WHAT THE TASK REQUIRES: Duplicate the records below, beginning at the line that contains "A colleague needs the location of the child's blonde" and stopping after the line that contains "119, 182, 128]]". Leave the pictures out of your copy.

::::::::

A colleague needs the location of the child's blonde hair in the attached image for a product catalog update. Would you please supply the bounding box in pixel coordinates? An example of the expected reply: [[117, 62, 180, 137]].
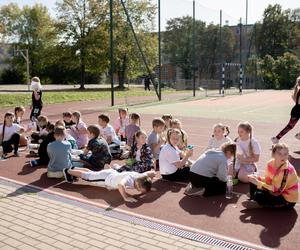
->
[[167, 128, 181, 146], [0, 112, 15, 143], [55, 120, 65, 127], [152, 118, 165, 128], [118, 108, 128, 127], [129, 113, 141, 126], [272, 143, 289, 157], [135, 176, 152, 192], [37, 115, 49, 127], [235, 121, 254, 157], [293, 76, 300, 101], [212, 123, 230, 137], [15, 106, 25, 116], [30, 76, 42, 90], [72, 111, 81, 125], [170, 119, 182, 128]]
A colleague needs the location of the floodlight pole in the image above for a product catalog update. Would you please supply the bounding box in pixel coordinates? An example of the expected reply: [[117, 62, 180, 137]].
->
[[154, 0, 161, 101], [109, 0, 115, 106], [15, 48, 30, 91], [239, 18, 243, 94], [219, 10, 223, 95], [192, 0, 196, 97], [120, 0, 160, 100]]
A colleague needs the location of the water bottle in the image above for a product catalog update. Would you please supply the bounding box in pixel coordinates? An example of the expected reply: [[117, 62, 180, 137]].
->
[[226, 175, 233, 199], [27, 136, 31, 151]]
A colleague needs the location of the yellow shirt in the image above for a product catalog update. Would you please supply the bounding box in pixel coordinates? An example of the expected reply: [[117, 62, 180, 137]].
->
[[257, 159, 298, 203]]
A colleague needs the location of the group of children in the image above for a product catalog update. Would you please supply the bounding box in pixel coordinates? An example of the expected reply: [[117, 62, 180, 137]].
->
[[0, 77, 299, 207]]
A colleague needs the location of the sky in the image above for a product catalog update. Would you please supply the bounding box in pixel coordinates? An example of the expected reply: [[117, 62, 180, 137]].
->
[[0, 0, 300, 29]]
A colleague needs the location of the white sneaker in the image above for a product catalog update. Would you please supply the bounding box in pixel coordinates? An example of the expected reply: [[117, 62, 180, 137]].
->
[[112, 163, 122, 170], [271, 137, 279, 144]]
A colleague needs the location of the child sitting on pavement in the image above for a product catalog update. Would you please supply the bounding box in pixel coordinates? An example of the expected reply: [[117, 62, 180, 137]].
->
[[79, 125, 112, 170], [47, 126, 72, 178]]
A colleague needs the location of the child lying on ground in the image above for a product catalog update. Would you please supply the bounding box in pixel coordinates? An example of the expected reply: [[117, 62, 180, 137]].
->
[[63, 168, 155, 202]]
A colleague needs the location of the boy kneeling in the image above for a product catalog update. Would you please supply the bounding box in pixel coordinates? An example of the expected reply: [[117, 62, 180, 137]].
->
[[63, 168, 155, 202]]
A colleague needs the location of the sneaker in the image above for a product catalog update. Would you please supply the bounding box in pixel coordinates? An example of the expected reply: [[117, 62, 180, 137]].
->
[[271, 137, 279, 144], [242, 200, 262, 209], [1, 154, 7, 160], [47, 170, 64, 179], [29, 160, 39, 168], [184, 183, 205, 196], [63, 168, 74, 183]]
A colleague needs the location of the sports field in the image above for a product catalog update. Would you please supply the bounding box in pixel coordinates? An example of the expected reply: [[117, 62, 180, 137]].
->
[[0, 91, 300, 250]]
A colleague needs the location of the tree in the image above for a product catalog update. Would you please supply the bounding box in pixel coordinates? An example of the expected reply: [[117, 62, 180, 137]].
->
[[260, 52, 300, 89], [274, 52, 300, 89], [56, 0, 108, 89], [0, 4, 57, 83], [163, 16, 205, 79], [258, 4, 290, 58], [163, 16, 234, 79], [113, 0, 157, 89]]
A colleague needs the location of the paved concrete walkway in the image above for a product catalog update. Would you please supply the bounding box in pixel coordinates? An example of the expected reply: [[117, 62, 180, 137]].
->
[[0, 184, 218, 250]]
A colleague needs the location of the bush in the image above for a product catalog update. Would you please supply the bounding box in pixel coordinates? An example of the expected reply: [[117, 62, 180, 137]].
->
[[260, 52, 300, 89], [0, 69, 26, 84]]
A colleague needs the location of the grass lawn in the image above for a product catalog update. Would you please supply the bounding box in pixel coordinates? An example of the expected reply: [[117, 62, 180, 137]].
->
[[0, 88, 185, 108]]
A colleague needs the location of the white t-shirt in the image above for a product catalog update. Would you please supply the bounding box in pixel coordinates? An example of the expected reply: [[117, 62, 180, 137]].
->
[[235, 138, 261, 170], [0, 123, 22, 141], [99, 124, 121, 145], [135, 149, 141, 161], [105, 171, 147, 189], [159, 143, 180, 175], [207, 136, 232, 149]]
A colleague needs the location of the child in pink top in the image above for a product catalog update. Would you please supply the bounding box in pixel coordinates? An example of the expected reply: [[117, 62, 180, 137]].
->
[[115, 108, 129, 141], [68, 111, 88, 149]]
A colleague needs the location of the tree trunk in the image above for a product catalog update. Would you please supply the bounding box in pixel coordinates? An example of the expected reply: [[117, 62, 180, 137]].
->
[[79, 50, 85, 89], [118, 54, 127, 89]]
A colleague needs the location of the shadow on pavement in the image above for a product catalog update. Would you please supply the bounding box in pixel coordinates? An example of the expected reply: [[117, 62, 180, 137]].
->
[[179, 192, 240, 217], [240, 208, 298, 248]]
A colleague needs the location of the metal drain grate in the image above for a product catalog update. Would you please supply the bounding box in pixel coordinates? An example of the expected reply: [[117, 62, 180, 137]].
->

::::::::

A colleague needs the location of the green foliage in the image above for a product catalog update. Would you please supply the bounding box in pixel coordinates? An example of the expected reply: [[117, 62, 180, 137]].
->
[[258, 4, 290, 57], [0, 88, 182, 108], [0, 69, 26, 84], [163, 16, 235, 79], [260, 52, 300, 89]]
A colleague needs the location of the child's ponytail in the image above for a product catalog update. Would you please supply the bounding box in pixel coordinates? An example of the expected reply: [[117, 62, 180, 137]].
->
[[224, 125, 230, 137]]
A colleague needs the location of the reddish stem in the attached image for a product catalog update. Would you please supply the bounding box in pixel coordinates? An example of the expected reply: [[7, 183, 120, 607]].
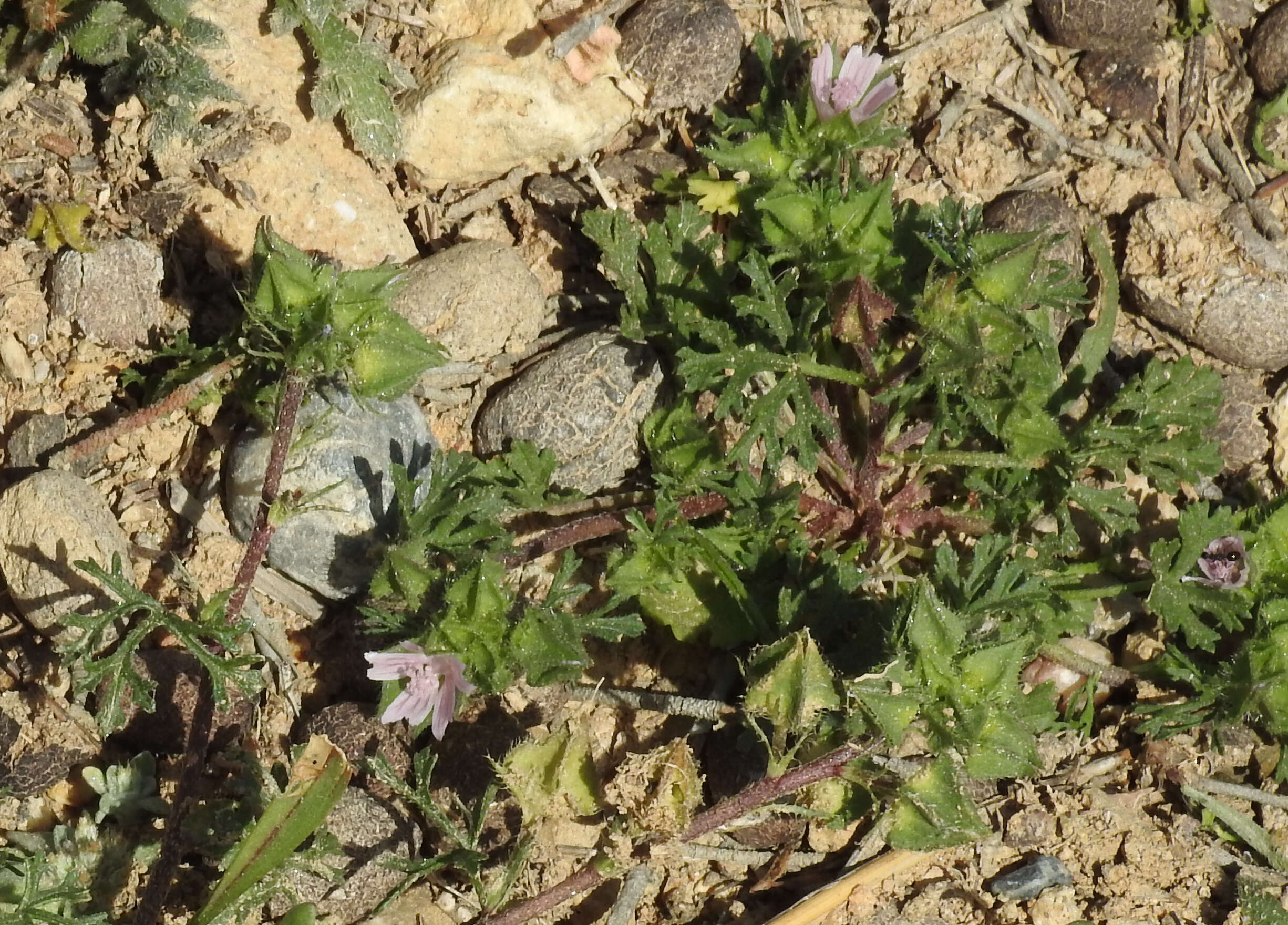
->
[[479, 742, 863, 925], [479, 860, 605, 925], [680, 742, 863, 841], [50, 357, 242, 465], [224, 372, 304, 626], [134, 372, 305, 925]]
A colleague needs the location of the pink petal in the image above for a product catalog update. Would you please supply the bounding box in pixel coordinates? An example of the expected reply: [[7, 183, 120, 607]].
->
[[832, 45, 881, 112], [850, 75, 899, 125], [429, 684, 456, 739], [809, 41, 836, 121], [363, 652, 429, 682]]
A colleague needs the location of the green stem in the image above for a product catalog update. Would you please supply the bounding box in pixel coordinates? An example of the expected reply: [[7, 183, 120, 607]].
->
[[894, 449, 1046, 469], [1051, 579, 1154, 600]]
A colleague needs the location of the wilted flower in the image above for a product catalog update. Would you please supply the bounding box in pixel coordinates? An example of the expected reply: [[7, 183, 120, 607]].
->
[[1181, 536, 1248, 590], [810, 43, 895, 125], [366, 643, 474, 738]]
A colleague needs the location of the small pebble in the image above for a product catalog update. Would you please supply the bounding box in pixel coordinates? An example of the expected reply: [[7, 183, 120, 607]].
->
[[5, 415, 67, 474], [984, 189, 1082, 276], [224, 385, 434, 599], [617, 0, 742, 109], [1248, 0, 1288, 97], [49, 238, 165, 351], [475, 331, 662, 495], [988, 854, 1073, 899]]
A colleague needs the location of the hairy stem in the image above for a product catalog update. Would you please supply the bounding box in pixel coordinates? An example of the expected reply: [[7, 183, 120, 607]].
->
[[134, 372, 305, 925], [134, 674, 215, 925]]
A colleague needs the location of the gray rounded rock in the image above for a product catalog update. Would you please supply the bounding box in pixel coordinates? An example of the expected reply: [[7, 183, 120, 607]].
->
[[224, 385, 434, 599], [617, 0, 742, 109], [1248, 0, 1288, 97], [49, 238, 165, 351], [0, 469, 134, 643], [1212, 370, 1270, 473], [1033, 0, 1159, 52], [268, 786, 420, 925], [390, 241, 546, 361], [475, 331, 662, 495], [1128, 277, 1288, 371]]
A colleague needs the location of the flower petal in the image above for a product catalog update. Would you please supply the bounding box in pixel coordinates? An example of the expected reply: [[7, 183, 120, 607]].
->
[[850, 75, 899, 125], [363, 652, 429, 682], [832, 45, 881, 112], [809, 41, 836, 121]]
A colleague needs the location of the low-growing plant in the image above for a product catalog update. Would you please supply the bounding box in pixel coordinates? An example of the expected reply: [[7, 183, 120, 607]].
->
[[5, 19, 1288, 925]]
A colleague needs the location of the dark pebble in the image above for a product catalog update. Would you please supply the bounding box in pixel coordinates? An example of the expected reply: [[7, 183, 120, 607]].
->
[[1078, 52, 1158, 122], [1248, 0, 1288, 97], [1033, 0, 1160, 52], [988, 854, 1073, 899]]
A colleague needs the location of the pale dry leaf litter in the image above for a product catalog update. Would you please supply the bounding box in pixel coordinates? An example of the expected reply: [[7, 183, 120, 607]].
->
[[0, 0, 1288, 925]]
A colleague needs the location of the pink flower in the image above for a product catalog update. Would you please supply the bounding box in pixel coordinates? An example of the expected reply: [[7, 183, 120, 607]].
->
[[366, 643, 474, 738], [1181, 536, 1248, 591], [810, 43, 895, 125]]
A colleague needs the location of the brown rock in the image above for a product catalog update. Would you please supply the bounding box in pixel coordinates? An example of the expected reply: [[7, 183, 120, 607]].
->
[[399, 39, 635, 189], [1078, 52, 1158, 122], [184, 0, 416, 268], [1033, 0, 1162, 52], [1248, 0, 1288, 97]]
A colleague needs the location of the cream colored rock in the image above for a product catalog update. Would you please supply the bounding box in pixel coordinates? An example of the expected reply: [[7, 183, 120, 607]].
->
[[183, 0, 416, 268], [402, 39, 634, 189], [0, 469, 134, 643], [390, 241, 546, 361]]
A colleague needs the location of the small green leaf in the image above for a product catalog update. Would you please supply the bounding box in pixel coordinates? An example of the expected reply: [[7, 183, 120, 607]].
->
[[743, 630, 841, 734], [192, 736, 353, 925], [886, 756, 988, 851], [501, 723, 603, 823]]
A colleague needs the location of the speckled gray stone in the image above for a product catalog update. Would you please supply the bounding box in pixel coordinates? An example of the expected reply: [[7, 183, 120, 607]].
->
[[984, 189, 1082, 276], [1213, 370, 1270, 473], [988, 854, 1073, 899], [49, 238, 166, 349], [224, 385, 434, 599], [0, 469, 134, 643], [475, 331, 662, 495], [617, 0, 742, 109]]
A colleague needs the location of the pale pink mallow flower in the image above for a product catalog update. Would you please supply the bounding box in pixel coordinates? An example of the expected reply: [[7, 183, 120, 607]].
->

::::::::

EXERCISE OUTPUT:
A colleague needs the location of the child's blonde hair in the attached image for a product catalog update. Would you please supply the bounding box in pixel coordinates? An example of the expected reply: [[117, 62, 180, 137]].
->
[[167, 128, 181, 146], [0, 112, 15, 143], [55, 120, 65, 127], [152, 118, 165, 128], [118, 108, 128, 127], [129, 113, 141, 126], [272, 143, 289, 157], [135, 176, 152, 192], [37, 115, 49, 127], [235, 121, 254, 157], [293, 76, 300, 101], [212, 123, 230, 137], [15, 106, 25, 116], [30, 76, 42, 90], [72, 111, 81, 125], [170, 119, 182, 128]]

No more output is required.